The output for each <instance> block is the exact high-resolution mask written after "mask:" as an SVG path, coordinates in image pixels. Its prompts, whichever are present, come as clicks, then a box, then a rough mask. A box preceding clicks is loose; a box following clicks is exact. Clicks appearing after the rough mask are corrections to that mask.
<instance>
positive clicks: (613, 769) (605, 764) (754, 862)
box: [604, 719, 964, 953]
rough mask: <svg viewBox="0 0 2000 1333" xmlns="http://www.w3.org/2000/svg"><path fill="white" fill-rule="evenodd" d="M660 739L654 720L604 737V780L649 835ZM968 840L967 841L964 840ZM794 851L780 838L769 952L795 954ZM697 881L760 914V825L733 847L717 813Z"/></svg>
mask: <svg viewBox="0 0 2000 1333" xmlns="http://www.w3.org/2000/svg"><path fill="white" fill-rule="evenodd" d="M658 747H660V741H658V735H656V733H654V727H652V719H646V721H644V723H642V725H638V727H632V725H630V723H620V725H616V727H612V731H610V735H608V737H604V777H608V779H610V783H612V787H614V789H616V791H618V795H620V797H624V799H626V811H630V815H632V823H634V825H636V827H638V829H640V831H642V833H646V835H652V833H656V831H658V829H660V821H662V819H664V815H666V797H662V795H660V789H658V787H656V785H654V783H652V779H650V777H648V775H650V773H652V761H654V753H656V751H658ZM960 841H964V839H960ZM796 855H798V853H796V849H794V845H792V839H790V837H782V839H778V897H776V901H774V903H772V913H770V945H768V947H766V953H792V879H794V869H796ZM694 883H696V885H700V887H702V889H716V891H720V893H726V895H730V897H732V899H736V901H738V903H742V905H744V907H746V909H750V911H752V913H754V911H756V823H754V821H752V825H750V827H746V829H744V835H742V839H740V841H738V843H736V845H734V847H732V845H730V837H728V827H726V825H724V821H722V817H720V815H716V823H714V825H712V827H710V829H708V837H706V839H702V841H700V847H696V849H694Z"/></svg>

☆ ☆ ☆

* **WHAT THE TASK REQUIRES**: Lines holding the word "clicks" are the answer; copy every one from the records above.

* **RESPONSE**:
The output for each <instance> block is the exact high-resolution mask written after "mask:" as an SVG path, coordinates in image pixels. Its prompts, whichever are present, come as clicks, then a box, then a rough mask. A box preceding clicks is loose; a box following clicks is exact. Clicks appearing after the rough mask are corrections to that mask.
positive clicks: (613, 769) (605, 764) (754, 862)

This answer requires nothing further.